Work to complete:
Extract every line of the listing below that contains the string "wooden", matching case exactly.

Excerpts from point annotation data

§

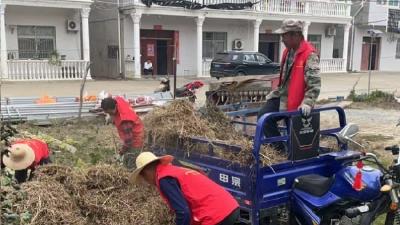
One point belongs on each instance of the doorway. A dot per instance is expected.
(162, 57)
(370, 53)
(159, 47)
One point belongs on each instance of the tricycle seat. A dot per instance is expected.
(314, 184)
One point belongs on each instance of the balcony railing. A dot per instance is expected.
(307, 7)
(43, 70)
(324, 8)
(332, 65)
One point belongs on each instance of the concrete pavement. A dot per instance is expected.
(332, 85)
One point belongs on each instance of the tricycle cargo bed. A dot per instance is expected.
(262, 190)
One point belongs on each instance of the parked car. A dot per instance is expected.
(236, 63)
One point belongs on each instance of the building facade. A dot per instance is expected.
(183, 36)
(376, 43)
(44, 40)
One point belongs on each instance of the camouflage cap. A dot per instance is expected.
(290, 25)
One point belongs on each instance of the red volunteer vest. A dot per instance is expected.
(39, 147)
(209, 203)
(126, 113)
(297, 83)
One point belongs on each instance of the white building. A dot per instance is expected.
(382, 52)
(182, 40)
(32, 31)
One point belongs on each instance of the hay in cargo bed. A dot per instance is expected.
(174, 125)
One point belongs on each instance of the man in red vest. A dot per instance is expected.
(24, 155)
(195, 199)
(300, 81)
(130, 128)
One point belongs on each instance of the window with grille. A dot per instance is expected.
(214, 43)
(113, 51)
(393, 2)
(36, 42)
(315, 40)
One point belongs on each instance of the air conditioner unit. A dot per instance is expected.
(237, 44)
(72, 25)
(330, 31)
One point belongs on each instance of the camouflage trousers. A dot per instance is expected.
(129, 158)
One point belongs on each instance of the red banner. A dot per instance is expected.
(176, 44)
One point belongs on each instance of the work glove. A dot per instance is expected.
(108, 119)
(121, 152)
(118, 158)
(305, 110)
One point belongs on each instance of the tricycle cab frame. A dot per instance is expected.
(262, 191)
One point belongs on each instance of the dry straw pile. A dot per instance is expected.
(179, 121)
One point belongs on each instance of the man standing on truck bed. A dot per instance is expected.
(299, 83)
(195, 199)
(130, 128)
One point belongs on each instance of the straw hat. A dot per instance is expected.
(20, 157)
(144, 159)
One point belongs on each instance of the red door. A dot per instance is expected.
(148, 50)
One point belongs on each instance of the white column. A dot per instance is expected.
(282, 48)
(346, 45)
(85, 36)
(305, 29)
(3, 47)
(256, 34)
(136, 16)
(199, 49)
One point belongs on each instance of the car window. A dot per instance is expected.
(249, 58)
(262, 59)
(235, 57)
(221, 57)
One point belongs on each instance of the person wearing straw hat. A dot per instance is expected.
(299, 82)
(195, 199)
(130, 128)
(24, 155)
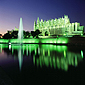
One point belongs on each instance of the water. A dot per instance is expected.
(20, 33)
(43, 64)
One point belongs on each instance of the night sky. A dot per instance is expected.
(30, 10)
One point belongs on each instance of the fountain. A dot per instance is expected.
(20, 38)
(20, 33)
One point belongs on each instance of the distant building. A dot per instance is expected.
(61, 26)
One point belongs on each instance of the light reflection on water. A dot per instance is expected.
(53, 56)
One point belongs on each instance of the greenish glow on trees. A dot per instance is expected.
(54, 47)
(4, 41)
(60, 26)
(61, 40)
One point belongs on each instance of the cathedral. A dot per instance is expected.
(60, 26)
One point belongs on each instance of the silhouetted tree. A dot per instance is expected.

§

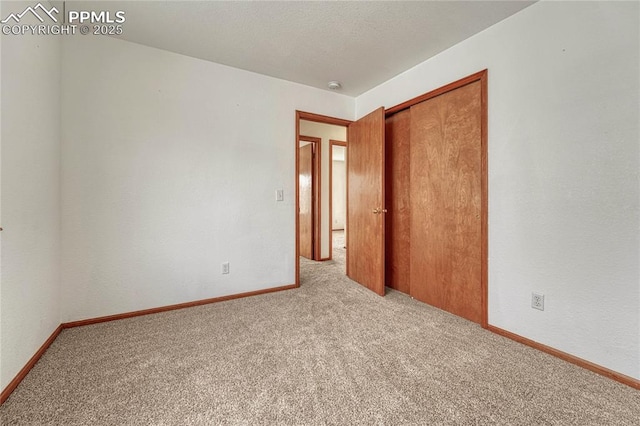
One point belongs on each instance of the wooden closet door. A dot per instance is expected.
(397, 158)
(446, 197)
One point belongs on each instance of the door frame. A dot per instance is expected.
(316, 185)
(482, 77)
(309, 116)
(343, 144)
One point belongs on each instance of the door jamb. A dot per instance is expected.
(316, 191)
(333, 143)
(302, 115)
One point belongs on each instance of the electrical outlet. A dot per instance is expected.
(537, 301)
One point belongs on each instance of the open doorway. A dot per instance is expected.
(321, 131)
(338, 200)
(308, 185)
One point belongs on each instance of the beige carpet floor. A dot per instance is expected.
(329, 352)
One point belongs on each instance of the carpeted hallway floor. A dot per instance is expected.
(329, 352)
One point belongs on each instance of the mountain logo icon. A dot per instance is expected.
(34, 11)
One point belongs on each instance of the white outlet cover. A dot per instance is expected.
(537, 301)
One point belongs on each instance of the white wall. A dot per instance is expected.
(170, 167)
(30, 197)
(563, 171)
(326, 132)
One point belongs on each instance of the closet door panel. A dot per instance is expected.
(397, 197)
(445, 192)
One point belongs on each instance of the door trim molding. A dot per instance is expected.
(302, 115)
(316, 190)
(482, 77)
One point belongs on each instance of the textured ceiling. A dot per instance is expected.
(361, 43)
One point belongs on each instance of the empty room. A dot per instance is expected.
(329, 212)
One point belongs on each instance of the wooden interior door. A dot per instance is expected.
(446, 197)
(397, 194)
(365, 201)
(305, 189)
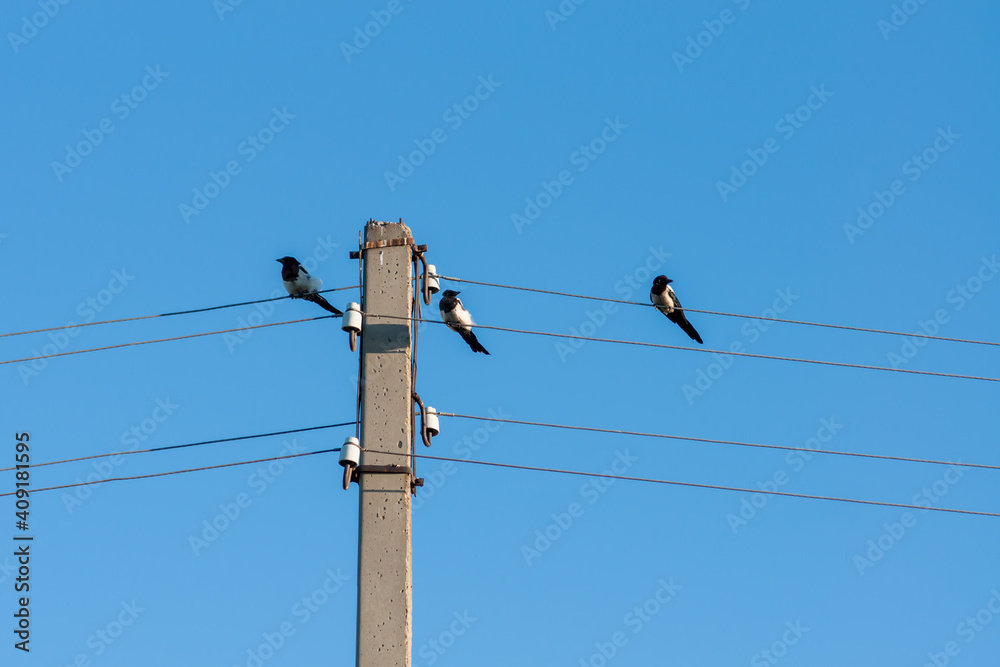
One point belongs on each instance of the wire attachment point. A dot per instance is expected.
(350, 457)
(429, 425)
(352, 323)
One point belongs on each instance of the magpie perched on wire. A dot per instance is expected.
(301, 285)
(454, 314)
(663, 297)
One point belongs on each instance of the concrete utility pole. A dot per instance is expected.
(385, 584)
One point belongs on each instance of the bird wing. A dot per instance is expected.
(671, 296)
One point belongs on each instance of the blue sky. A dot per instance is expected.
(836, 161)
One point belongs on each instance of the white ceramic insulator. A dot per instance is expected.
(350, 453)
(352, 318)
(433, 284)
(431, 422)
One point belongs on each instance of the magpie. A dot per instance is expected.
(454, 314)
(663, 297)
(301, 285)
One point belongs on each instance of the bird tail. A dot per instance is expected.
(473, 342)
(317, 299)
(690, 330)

§

Written reply:
One point belongs on each instance of the wooden closet door. A dot per instance is expected.
One point belongs on each instance of the wooden interior door. A dot per instance is expected.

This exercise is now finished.